Objetivo del ejercicio → Prosigue el relato sobre la primera lectura de Colonialismo y revolución a partir de su última oración.

Estaba estudiando mi primer año de Psicología cuando leí por primera vez Colonialismo y revolución, el primer texto de Carlos Guzmán Böckler que caía en mis manos. A pesar de que en mi juventud siempre fui un lector ávido, en esa época no acostumbraba a prestarle mucha atención al nombre de los autores, principalmente si lo hacía con el compromiso de entregar mis tareas en la clase de Historia. He de confesar también que el primer estado de ánimo que me causó ese libro fue de pereza, porque era una fotocopia empastada cuya legibilidad dejaba mucho que desear. Lo cierto es que el nombre de este autor, de quien no había oído hablar antes, me sonaba de lo más curioso, pues el «Carlos Guzmán» se me hacía tan ladinamente familiar, tan ladinamente común, mientras que el «Böckler» se me antojaba a un antropólogo exótico a lo Ralph Linton, quien en su momento imaginé como una especie de Indiana Jones viviendo entre los bereberes subsaharianos y esquivando todo tipo de enfermedades tropicales del África negra, todo para escribir, bajo la luz de una vela y perdido en un lugar remoto del mundo, los rasgos distintivos entre australopitecos y pithecantropus.

Registros extraídos →
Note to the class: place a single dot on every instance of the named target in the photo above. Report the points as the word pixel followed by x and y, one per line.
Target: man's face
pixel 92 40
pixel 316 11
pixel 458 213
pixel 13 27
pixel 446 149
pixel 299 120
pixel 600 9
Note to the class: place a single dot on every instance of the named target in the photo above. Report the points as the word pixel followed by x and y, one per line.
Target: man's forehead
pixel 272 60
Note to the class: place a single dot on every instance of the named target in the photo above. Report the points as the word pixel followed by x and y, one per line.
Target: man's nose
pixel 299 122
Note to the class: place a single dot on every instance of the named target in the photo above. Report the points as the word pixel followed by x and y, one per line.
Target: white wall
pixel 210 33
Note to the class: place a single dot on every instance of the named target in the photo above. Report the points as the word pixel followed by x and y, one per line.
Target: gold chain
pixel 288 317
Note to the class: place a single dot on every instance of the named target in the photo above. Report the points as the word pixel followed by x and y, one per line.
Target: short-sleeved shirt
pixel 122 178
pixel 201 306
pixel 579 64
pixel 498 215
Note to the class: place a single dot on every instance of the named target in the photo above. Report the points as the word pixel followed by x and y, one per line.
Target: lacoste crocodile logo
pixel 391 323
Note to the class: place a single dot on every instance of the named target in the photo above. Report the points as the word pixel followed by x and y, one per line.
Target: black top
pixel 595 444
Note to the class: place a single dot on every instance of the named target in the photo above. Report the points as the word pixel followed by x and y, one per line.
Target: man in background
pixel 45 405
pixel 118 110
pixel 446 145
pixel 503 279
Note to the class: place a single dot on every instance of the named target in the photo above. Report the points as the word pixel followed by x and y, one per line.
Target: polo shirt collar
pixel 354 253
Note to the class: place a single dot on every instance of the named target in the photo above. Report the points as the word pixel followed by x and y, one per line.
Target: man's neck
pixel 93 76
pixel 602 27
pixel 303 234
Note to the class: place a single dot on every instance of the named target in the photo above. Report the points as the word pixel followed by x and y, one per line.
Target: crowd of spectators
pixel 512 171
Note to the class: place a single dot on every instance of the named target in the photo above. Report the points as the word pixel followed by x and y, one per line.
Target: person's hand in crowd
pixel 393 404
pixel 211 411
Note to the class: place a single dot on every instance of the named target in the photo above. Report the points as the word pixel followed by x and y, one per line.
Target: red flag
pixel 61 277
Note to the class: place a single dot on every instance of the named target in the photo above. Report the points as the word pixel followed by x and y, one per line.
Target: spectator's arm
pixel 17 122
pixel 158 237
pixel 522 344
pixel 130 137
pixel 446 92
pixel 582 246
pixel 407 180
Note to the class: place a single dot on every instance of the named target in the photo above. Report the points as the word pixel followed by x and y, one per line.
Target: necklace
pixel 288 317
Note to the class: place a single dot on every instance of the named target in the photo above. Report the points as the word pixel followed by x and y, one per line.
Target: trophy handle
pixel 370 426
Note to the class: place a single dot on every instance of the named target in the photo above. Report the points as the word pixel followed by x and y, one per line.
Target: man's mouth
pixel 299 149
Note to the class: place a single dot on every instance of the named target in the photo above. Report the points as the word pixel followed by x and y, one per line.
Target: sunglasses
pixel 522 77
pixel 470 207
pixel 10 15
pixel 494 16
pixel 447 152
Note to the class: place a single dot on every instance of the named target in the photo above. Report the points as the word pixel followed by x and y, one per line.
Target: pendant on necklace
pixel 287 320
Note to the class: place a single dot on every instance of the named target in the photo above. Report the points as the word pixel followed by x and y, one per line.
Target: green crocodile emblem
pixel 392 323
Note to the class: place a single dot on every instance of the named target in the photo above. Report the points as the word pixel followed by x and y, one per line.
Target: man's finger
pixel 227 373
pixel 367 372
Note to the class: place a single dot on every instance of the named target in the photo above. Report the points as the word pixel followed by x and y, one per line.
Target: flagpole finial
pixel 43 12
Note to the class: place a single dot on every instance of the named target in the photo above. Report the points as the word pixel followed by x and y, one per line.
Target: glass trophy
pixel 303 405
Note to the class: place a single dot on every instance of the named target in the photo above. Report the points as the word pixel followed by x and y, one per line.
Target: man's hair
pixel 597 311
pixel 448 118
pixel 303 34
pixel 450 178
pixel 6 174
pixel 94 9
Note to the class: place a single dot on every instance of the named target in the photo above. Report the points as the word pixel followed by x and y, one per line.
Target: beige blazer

Respuesta del ejercicio →
Como siempre fui muy consciente de mis compromisos académicos en mis alegres épocas de estudiante, comencé a leer el libro de manera concentrada y poco a poco me fui adentrando a la postura del autor, al mismo tiempo que me iba identificando profundamente con la lectura y el análisis que hacía sobre nuestra realidad el tal Böckler, apellido tan difícil de trazar a pesar de mis recientes estudios de alemán en aquel entonces. Y es que, conforme avanzaba en sus páginas, el libro me daba la certeza de que era una fiel radiografía del cáncer social que nos consumía y nos sigue consumiendo. Mientras seguía con interés cada una de sus letras, ataba cabos y cerraba baches que hasta ese momento no había podido resolver.
¿Que si fue revelador? En cierto sentido sí, aunque debo admitir que ya antes había leído mucho sobre marxismo ortodoxo, sobre las terribles consecuencias que traía para la mayor parte de la humanidad la expansión de los tentáculos imperialistas, sobre el poder destructivo de las dictaduras oligarcas y militares en América Latina y, por qué no decirlo, del respetable Severo Martínez Peláez, quien, hasta ese momento —a un año o dos de arribar al siglo XXI— había sido mi referente ideal en cuanto a su interpretación de la realidad nacional en La patria del criollo.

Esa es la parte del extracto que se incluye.